**課題**
A. 酒器についての文章によると、おちょこが酒器として用いられるようになったのはいつからか。
B. 酒器についての文章から、「日本酒の器としてポピュラーな」から「瓶から直接注いで飲まれます。」までのすべてを一字も変えずに返すこと。

**原文**
#####

日本酒の器としてポピュラーなのがおちょこ。本来は料理を盛りつける器でしたが、江戸時代から酒器として用いられ、現在は銚子や徳利とセットで供されることが多いです。口径は円だけでなく四角や六角などさまざま。小ぶりなサイズ感なので、少しずつ飲めるのがおちょこのメリット。注ぎたてのより良い状態で日本酒を楽しめ、燗酒を少しずつ飲むのに最適です。
「ぐいぐい呑める」や「ぐいっと掴んで呑める」が語源と言われるぐい呑み。サイズの規定はありませんが、おちょこよりも大きく深さがあるのが一般的です。湯飲み茶わんぐらい大きいものもあります。おちょこよりも飲み口が広く、ふわっと香りが膨らむので、ぬる燗や常温で飲むのがおすすめ。一般的に、酒瓶から直接注いで飲まれます。
盃は、神事などの儀式でも使われる伝統的な酒器です。もともとは酒杯だけでなく、汁や飯用の器としても用いられていました。材質は漆器や陶磁器、金・銀・錫などの金属、ガラスなどさまざまです。日常遣いから、お正月のお屠蘇や神前式の三々九度のとき、また賞品や賜杯にも使われています。

#####

**元データ**
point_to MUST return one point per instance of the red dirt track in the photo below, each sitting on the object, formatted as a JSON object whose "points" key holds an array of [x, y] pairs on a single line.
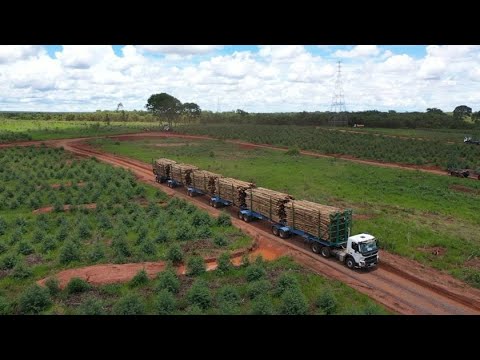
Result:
{"points": [[419, 290]]}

#####

**解答**
A. 江戸時代から。

B.
日本酒の器としてポピュラーなのがおちょこ。本来は料理を盛りつける器でしたが、江戸時代から酒器として用いられ、現在は銚子や徳利とセットで供されることが多いです。口径は円だけでなく四角や六角などさまざま。小ぶりなサイズ感なので、少しずつ飲めるのがおちょこのメリット。注ぎたてのより良い状態で日本酒を楽しめ、燗酒を少しずつ飲むのに最適です。
「ぐいぐい呑める」や「ぐいっと掴んで呑める」が語源と言われるぐい呑み。サイズの規定はありませんが、おちょこよりも大きく深さがあるのが一般的です。湯飲み茶わんぐらい大きいものもあります。おちょこよりも飲み口が広く、ふわっと香りが膨らむので、ぬる燗や常温で飲むのがおすすめ。一般的に、酒瓶から直接注いで飲まれます。